TESTO DEL DOCUMENTO =>
—————

MAURO MACARIO
“Il rumore della nebbia”, Puntoacapo Edizioni.
di Marco Cinque
Sembra quasi che si
muova su una zattera di versi il mondo poetico di Mauro Macario,
avanzando attraverso il sordo “Rumore della
nebbia”, forse in cerca di un approdo, di
un faro, di un bandolo che non gli faccia perdere la strada nel
labirinto della follia umana e dei tanti Minotauri che la abitano.
Ho tra le mani questo
piccolo libretto, la copertina ruvida, essenziale. Dentro c'è la
dedica del suo autore e la prefazione di Marco Ortolani, che ho molto
apprezzato, ma anche rimandato, come mia prassi, alla fine della
lettura del viaggio in versi, non per mancanza di considerazione o
rispetto, ma per non esserne in qualche modo condizionato e
mantenere un mio personale metro di lettura.

—————

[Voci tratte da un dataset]
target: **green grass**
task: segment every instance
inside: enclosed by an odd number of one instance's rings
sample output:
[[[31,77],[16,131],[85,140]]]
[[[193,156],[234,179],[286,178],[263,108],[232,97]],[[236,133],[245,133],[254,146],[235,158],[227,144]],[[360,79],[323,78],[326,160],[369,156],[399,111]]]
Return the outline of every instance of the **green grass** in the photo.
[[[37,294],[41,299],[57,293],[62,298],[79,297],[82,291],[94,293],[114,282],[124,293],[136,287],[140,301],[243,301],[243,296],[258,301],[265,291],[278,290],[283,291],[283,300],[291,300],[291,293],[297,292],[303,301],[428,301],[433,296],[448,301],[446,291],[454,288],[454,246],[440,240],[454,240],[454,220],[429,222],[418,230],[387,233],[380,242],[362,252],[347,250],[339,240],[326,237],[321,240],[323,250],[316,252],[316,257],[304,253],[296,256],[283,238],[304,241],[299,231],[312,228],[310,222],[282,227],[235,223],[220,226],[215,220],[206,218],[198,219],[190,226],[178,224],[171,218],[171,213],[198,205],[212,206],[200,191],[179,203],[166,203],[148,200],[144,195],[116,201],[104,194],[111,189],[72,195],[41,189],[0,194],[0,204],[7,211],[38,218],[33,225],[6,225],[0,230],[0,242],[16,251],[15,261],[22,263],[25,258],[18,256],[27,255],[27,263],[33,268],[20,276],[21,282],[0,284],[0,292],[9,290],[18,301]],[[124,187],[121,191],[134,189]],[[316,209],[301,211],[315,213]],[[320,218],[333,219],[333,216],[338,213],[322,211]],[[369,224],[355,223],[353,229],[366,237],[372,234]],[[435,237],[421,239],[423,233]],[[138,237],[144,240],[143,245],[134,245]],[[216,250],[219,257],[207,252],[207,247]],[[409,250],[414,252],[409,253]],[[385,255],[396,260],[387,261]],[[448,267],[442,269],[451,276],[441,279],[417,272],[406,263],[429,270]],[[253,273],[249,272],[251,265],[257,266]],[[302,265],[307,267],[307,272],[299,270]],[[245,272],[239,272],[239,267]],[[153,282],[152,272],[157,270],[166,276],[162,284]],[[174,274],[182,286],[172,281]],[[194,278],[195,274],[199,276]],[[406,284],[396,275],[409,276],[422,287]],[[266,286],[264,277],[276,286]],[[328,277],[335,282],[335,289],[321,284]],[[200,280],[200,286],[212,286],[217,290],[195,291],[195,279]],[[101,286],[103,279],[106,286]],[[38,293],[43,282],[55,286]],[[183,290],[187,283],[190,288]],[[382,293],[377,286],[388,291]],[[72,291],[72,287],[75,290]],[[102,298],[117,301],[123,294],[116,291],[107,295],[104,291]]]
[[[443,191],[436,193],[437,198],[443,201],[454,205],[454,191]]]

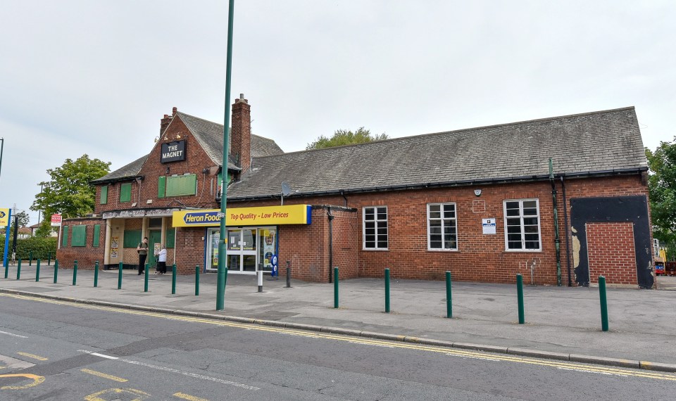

—————

ISTRUZIONI DEL COMPITO => Ricopia fedelmente il passo della recensione del libro di Mauro Macario che va da "di Marco Cinque" a "metro di lettura.".

SOLUZIONE DEL COMPITO =>
di Marco Cinque
Sembra quasi che si
muova su una zattera di versi il mondo poetico di Mauro Macario,
avanzando attraverso il sordo “Rumore della
nebbia”, forse in cerca di un approdo, di
un faro, di un bandolo che non gli faccia perdere la strada nel
labirinto della follia umana e dei tanti Minotauri che la abitano.
Ho tra le mani questo
piccolo libretto, la copertina ruvida, essenziale. Dentro c'è la
dedica del suo autore e la prefazione di Marco Ortolani, che ho molto
apprezzato, ma anche rimandato, come mia prassi, alla fine della
lettura del viaggio in versi, non per mancanza di considerazione o
rispetto, ma per non esserne in qualche modo condizionato e
mantenere un mio personale metro di lettura.